* **AUFTRAG**: Zieh die Zeilen heraus, beginnend bei der Zeile mit „Annotate the lower“ und endend mit dem Schluss der Einträge, und gib sie Wort für Wort unverändert wieder.

Beschriftungen von Objektpunkten

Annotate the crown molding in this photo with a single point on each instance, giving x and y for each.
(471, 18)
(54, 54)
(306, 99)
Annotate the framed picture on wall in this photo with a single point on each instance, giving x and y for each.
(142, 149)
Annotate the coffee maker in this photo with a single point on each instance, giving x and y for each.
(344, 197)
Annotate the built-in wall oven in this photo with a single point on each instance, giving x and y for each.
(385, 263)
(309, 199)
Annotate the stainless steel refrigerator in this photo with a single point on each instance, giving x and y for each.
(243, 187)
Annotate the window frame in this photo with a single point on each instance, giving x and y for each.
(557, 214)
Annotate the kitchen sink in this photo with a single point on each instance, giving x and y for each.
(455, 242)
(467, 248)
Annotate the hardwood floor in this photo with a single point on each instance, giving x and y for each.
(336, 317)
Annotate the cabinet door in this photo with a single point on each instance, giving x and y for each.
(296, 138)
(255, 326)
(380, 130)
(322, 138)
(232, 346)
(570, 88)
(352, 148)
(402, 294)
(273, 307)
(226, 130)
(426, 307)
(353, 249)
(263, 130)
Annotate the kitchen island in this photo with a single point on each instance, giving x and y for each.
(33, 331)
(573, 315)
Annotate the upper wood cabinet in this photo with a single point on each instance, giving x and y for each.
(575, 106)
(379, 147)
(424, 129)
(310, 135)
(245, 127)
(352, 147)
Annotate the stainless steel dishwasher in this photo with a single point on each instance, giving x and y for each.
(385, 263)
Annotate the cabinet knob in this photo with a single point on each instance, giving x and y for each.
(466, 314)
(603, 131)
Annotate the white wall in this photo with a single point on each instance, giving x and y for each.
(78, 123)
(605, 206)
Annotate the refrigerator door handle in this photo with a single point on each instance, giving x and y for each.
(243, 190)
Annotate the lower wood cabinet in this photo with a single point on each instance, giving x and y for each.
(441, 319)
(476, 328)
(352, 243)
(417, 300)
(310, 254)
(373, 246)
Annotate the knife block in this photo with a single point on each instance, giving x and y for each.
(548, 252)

* **ANTWORT UNTEN**:
Annotate the lower wood cabinet in this photo with a single point on each instance, giving x and y for each.
(441, 319)
(476, 328)
(352, 243)
(417, 300)
(310, 254)
(373, 246)
Annotate the knife block in this photo with a single point on each instance, giving x and y for each.
(548, 252)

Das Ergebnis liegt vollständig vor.